_RECORD LIST_.
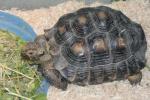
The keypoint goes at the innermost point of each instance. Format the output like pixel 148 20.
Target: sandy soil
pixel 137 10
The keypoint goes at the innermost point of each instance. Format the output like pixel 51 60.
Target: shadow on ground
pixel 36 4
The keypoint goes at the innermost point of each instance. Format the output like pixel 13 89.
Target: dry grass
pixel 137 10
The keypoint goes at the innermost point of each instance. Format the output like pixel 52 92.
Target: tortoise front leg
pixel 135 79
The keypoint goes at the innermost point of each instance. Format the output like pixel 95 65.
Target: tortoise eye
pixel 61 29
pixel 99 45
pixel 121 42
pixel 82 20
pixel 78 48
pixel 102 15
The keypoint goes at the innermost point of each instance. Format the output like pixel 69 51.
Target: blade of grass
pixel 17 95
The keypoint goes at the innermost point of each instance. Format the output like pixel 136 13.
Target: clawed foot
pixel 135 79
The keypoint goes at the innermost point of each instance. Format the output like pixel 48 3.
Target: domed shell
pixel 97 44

_TO DO_. Copy all of the records above word for word, leaving out the pictures.

_TASK SOLUTION_.
The keypoint goes at the innermost point of each instance. Format the output like pixel 148 20.
Target: sandy soil
pixel 137 10
The keypoint goes at the innermost point of each instance. Format the output like pixel 51 60.
Target: shadow on ground
pixel 36 4
The keypoint goes at the innermost point of each instance. Format the output like pixel 13 89.
Target: dry grass
pixel 137 10
The keypoint goes at the innermost point of each instance. Format the output like pixel 52 92.
Target: tortoise front leg
pixel 135 79
The keypoint goes at the innermost point of each instance. Format the output like pixel 95 65.
Target: tortoise eye
pixel 61 29
pixel 99 45
pixel 121 42
pixel 82 20
pixel 78 48
pixel 102 15
The keypoint goes at the innermost point of each instance. Format the output like pixel 69 51.
Target: blade of grass
pixel 17 95
The keypoint goes at the innermost point of each instance. Format the output like pixel 136 13.
Target: clawed foot
pixel 135 79
The keypoint goes at the innermost point of each instance. Format the output like pixel 48 3.
Target: domed shell
pixel 97 44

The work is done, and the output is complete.